Records for the exercise START

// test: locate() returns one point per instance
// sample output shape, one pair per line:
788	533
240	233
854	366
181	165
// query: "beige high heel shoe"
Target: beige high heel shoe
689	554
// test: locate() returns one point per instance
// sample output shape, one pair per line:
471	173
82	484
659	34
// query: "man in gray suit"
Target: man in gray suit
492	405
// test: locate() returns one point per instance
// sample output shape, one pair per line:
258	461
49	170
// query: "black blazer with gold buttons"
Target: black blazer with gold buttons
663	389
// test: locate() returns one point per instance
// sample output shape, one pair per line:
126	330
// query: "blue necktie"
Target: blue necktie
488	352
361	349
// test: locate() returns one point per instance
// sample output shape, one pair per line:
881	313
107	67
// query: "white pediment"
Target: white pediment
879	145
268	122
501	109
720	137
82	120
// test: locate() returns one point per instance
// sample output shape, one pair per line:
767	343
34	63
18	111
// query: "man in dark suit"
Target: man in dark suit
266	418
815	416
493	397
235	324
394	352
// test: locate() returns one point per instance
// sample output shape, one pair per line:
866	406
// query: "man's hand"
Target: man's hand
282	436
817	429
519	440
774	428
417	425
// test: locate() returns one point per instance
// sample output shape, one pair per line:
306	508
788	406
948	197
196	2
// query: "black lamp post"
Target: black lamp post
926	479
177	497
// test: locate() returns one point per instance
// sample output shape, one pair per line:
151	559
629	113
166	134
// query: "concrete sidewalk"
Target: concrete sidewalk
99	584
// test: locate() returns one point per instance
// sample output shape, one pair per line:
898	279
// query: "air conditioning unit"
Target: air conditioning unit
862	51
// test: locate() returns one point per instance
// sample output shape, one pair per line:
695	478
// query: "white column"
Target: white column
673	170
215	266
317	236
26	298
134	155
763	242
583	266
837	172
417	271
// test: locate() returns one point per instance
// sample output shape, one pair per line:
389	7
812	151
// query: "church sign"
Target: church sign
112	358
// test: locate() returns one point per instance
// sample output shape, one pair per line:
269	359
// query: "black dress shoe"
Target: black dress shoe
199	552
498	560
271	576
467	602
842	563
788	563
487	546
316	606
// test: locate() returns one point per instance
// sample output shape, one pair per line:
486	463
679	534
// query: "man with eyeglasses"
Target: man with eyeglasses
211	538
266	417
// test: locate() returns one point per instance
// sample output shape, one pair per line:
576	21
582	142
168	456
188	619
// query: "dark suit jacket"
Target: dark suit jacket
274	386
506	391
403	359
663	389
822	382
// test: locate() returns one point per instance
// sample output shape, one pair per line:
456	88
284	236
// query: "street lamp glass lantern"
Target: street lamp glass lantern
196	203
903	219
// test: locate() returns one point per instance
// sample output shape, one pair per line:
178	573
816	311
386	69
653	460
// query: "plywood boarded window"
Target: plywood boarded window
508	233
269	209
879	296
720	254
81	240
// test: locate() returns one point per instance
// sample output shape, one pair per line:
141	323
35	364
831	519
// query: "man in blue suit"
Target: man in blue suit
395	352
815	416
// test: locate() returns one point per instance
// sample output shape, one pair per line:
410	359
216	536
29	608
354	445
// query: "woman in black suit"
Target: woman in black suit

Records for the exercise END

All the data above should be restated in full, exactly.

Exercise answer:
// test: locate() returns one point per instance
// sample output shape, one pair per line:
788	533
240	233
854	366
181	165
// query: "beige high heel shoe"
Target: beige high heel shoe
689	554
// test: locate() returns one point per instance
// sample output shape, one pair per line:
471	173
82	484
659	34
// query: "man in gray suit"
Target: man in gray suit
492	405
// test: locate() returns one point per instance
// sample output shape, one pair per line:
258	461
49	170
// query: "black blazer with gold buttons"
Target: black blazer with gold buttons
663	389
// test: locate() returns one point per instance
// sample output shape, one pair per line:
126	330
// query: "blue necktie"
Target: blue necktie
488	352
361	349
// test: locate() returns one point per instance
// sample output shape, one pair per line:
881	313
107	67
// query: "white pediment"
Target: white pediment
879	145
268	122
501	109
720	137
82	120
// test: locate() returns one point per instance
// sample output shape, one pair per line:
767	343
34	63
18	111
// query: "man in dark suit"
Target: man in dark suit
266	418
815	416
493	397
235	324
394	352
// test: locate() returns one point per instance
// sample output shape, one pair per line:
866	406
// query: "man's hand"
Target: man's hand
282	436
817	429
519	440
774	428
417	425
// test: locate() returns one point per instance
// sample output shape, one pair per line:
306	508
788	406
948	197
196	2
// query: "black lamp post"
Target: black lamp post
926	479
177	497
// test: locate() returns one point per instance
// sample output shape, one pair per line:
151	559
629	113
166	134
// query: "concrete sidewalk"
Target: concrete sidewalk
99	584
// test: locate() returns one point per instance
// sample output shape, one pair per line:
898	279
// query: "air conditioning unit"
Target: air conditioning unit
862	51
// test: locate() returns one point per instance
// sample output shape, one pair per line:
695	478
// query: "white column"
Target: white column
673	170
215	266
317	236
26	298
134	155
763	242
583	266
837	172
417	271
// test: locate() returns one point per instance
// sample output shape, one pair per line:
389	7
812	151
// query: "church sign"
Target: church sign
112	358
// test: locate() returns one point per instance
// sample output shape, one pair per line:
269	359
// query: "black dress shoe"
Target: black dress shoe
199	552
498	560
271	576
467	602
842	563
788	563
487	546
316	606
// test: locate() returns one point per instance
// sample output shape, one pair per line:
486	463
679	534
// query: "man with eyeglasses"
Target: man with eyeglasses
211	538
266	417
// test: locate() returns one point per instance
// sample output shape, one pair per line:
576	21
582	142
168	456
188	619
// query: "dark suit jacket"
Target: dark suit jacket
274	386
506	391
403	359
663	389
822	382
// test: locate() returns one point per instance
// sample output shape, one pair per line:
456	88
284	236
// query: "street lamp glass lantern"
Target: street lamp glass lantern
196	203
903	219
// test: locate() returns one point per instance
// sample output shape, one pair per line:
178	573
816	311
386	69
653	460
// query: "plywood boarded window"
Target: plywood boarded window
508	233
269	209
879	296
720	254
81	240
// test: locate() returns one point per instance
// sample output shape, one pair per line:
141	323
35	364
831	519
// query: "man in blue suit"
Target: man in blue suit
395	352
815	416
// test: locate() returns one point per instance
// sample output shape, one pair per line:
410	359
216	536
29	608
354	445
// query: "woman in black suit"
Target: woman in black suit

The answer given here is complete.